_Dokument_.

——

# Hell-Dunkel Übergang bei einem JPG Bild - kann wer helfen?



## WebSide (28. Juni 2004)

Hallo zusammen,
ich habe ein JPG Bild und möchte das das Bild von links nach rechts von Hell ins Dunkel übergeht.
Also Links soll das Beild hell sein und rechts soll es die normale Bildhelligkeit haben.

Kann mir da jemand helfen

Danke im voraus
WebSide


----------



## möp (28. Juni 2004)

Probier es mal mit ner Maskenebene, auf die du nen Varbverlauff legtst.
Das müsste deinen Effekt erziehlen.

mfg
möp


----------



## WebSide (28. Juni 2004)

Hallo möp,

magst du mir das kurz erklären wie ich das genau mache
Wäre super von dir und schonmal danke.

WebSide


----------



## WebSide (28. Juni 2004)

> _Original geschrieben von DJTrancelight _
> *und die rechte Farbe auf Transparent*



Wie kann ich denn die Farbe auf Transparent setzen

BeTZe


----------



## DJTrancelight (28. Juni 2004)

oder neue Ebene über dein JPEG-Bild erstellen. Dann Verlaufswerkzeug auswählen dort die linke Farbe auf weiß stellen und die rechte Farbe auf Transparent.. Nun das Verlaufswerkzeug am linken Rand ansetzen und nach rechts aufziehen (evtl. mit gehaltener Hochstelltaste damit es gerade wird).

Bye
DJ Trancelight


----------



## DJTrancelight (28. Juni 2004)

Die obere Reihe ist für die Deckkraft zuständig.

Viele Grüße
DJ Trancelight


----------

——

(Einträge mit Koordinatenannotationen)
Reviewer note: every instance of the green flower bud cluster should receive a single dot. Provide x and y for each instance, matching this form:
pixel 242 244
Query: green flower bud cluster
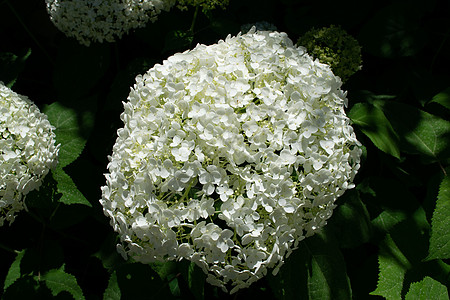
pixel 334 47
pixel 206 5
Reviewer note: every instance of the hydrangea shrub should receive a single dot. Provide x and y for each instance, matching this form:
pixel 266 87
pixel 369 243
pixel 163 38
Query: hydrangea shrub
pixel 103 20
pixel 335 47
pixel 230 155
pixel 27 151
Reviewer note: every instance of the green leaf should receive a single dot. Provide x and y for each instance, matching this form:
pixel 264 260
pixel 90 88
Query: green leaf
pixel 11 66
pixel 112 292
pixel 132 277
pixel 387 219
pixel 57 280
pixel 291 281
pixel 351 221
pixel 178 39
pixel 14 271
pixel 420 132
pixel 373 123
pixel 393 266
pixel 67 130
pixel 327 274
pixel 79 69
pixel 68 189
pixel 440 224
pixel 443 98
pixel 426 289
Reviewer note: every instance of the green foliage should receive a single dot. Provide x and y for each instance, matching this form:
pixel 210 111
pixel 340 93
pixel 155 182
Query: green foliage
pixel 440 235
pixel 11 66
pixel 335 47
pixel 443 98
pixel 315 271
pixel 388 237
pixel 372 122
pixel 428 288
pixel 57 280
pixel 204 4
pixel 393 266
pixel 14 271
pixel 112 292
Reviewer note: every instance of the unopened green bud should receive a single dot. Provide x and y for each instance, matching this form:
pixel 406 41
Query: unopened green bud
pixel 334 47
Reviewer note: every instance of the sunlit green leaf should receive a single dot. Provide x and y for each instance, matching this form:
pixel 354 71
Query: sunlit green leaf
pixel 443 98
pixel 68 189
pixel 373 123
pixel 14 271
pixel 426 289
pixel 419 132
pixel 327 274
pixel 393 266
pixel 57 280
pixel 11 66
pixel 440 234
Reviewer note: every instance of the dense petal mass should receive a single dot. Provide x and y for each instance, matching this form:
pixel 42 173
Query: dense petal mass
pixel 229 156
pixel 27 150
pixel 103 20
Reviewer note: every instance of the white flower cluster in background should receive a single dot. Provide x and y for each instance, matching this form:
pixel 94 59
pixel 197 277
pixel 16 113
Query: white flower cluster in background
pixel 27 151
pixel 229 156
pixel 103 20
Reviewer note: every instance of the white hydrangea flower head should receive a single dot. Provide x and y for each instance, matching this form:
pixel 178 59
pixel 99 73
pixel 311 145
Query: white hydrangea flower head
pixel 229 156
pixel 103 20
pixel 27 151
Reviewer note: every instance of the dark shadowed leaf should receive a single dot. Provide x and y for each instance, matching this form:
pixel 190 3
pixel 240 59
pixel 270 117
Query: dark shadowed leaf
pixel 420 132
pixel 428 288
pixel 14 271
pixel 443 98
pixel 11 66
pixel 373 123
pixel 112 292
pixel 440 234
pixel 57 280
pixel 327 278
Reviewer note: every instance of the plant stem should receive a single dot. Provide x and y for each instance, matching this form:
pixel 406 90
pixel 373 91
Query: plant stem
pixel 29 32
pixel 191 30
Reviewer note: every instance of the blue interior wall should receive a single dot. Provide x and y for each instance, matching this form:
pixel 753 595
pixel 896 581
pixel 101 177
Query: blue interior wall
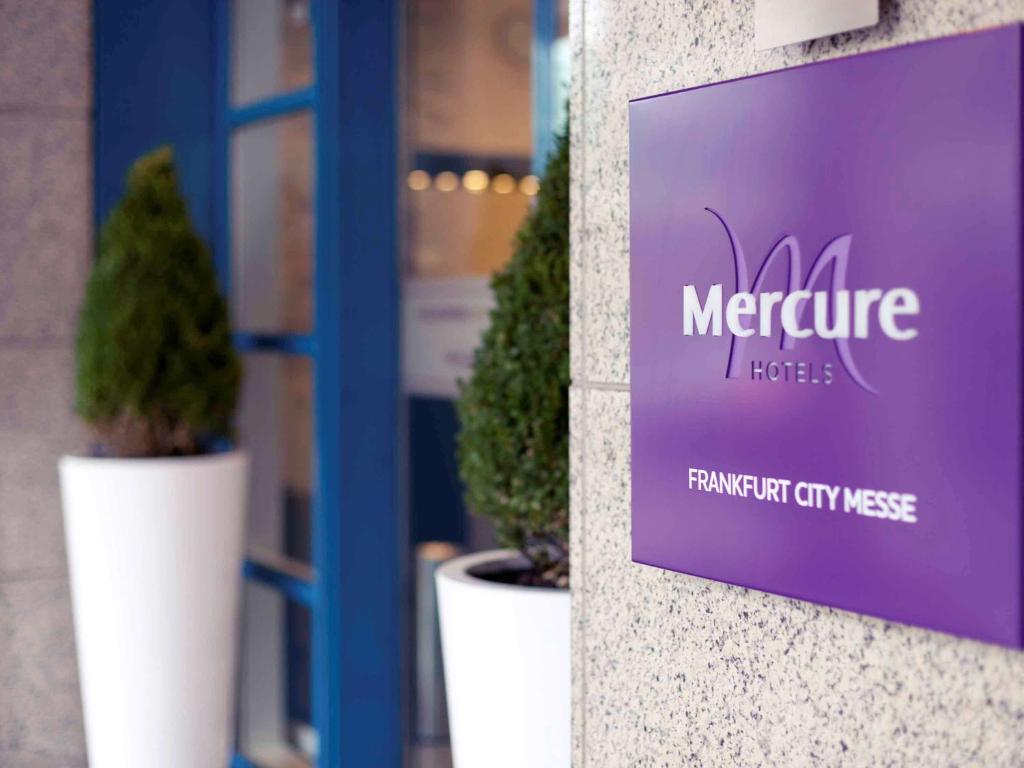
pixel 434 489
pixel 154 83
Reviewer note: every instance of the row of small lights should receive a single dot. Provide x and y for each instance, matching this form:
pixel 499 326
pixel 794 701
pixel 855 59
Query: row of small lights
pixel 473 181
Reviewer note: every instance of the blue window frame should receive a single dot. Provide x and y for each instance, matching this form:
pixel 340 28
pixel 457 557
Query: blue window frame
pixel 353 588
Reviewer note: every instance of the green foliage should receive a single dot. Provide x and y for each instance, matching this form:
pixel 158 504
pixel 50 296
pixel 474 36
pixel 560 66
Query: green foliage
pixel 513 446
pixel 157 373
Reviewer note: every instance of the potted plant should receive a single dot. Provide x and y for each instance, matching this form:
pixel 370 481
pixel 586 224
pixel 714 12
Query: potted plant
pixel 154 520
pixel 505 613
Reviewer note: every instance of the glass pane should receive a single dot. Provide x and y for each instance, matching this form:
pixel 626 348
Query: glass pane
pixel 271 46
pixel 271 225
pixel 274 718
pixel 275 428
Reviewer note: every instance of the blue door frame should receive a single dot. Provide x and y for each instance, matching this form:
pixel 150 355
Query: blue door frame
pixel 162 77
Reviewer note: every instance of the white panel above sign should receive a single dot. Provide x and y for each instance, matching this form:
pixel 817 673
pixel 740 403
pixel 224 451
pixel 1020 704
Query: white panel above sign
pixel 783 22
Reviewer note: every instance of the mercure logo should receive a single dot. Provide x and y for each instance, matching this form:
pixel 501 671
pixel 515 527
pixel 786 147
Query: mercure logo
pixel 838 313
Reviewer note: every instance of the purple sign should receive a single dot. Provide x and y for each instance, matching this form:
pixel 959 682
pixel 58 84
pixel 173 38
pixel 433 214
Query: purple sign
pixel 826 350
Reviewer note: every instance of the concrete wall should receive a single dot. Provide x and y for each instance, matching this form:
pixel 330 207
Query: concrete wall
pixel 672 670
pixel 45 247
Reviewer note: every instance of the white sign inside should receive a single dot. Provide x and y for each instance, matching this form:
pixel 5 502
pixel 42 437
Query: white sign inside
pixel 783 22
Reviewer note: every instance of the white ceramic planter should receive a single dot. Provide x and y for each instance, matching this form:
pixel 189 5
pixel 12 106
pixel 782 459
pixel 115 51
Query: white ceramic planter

——

_Zu lösende Aufgaben_.
A. Warum soll man laut der Forendiskussion beim Aufziehen des Verlaufswerkzeugs eventuell die Hochstelltaste gedrückt halten? Antworte in ein bis drei Sätzen.
B. Auf welche Farbe soll man nach der Forendiskussion die linke Farbe des Verlaufswerkzeugs stellen?
C. Gib einen Abschnitt der Forendiskussion wörtlich aus: Beginne bei den Worten „# Hell-Dunkel Übergang“ und höre nach „normale Bildhelligkeit haben.“ auf.

_Lösungen der Aufgaben_.
A. Mit gehaltener Hochstelltaste wird der Verlauf gerade.

B. Auf Weiß.

C.
# Hell-Dunkel Übergang bei einem JPG Bild - kann wer helfen?



## WebSide (28. Juni 2004)

Hallo zusammen,
ich habe ein JPG Bild und möchte das das Bild von links nach rechts von Hell ins Dunkel übergeht.
Also Links soll das Beild hell sein und rechts soll es die normale Bildhelligkeit haben.